Lay out every line of the data below as a numbered list, dropping any blank lines.

──────────

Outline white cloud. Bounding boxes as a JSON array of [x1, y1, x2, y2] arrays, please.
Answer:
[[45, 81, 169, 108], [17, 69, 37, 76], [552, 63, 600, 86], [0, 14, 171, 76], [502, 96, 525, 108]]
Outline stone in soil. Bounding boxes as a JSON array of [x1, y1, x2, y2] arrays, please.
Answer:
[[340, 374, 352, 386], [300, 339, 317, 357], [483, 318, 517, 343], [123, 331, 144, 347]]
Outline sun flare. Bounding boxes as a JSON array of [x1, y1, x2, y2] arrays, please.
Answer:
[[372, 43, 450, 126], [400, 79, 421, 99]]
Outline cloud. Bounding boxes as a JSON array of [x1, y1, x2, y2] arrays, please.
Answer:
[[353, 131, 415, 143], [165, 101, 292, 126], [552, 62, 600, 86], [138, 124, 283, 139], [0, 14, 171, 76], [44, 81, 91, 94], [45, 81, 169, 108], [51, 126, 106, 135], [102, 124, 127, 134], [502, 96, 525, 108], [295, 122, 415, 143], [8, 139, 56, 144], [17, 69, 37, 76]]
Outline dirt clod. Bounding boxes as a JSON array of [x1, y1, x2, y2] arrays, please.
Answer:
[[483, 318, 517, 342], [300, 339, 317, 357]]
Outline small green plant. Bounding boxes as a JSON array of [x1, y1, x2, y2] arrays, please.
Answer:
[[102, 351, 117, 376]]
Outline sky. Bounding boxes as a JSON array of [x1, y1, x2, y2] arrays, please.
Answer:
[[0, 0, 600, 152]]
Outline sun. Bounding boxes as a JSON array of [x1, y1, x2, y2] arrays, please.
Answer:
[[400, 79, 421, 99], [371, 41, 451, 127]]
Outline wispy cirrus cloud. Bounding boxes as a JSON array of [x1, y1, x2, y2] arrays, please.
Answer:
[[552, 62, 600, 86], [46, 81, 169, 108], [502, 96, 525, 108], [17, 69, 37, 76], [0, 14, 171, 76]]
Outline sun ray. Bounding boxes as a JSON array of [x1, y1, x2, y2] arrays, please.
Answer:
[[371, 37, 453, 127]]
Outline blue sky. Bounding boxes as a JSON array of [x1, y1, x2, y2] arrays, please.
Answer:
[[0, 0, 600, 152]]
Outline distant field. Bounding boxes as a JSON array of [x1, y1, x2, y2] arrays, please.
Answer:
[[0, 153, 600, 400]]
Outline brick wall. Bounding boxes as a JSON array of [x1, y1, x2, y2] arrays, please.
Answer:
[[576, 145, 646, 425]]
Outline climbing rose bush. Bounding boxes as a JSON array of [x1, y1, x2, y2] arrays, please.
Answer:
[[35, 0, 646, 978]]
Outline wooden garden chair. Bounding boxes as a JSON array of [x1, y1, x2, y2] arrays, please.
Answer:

──────────

→ EXERCISE ANSWER
1. Outline white cloud. Bounding boxes as a JSON array of [x1, y1, x2, y2] arrays, please.
2. Answer:
3. [[45, 81, 169, 108], [17, 69, 37, 76], [552, 63, 600, 86], [0, 14, 171, 76], [502, 96, 525, 108]]
4. Outline stone in soil. Bounding boxes as a JSON array of [x1, y1, x2, y2] arrays, please.
5. Answer:
6. [[340, 374, 352, 386], [300, 339, 317, 357], [483, 318, 517, 343], [123, 331, 144, 347]]
7. Outline sun flare. Bounding boxes as a JSON array of [x1, y1, x2, y2] arrays, please.
8. Answer:
9. [[372, 43, 450, 126], [400, 79, 421, 99]]
10. Outline cloud. Bounding boxes as a JSON array of [x1, y1, x2, y2] arrays, please.
11. Answer:
12. [[353, 131, 415, 143], [165, 101, 292, 126], [552, 62, 600, 86], [138, 124, 283, 139], [0, 14, 171, 76], [44, 81, 91, 94], [45, 81, 169, 108], [51, 126, 106, 135], [102, 124, 127, 134], [502, 96, 525, 108], [295, 122, 415, 143], [8, 139, 56, 144], [17, 69, 37, 76]]
13. Outline dirt clod. Bounding boxes as a JSON array of [x1, y1, x2, y2] arrays, please.
14. Answer:
15. [[483, 318, 517, 342], [300, 339, 317, 357]]
16. Outline small green plant. Bounding boxes as a JSON array of [x1, y1, x2, y2] arrays, please.
17. Answer:
18. [[102, 351, 117, 376]]
19. Outline sky. Bounding boxes as a JSON array of [x1, y1, x2, y2] arrays, please.
20. Answer:
21. [[0, 0, 600, 152]]
22. Outline sun. Bounding boxes as a JSON array of [x1, y1, x2, y2] arrays, please.
23. Answer:
24. [[400, 79, 421, 99], [371, 41, 451, 127]]
25. Outline wispy cirrus cloud. Bounding boxes as a JSON array of [x1, y1, x2, y2] arrays, please.
26. Answer:
27. [[552, 62, 600, 86], [46, 81, 169, 108], [502, 96, 525, 108], [17, 69, 37, 76], [0, 14, 171, 76]]
28. Outline sun ray. Bounding boxes as a JSON array of [x1, y1, x2, y2] arrays, please.
29. Answer:
30. [[371, 37, 453, 127]]
31. Outline blue sky. Bounding boxes as a JSON array of [x1, y1, x2, y2] arrays, please.
32. Answer:
33. [[0, 0, 600, 152]]
34. Outline distant field. Bounding boxes as a JSON array of [x1, y1, x2, y2] arrays, please.
35. Answer:
36. [[0, 153, 600, 400]]
37. Outline brick wall. Bounding boxes as a JSON array of [x1, y1, x2, y2] arrays, please.
38. Answer:
39. [[576, 145, 646, 425]]
40. Outline climbing rose bush. Bounding boxes as a JSON array of [x1, y1, x2, y2] arrays, please.
41. Answer:
42. [[35, 0, 646, 978]]
43. Outline wooden garden chair. Bounding boxes as a JSON array of [x1, y1, x2, y2] arrays, please.
44. Answer:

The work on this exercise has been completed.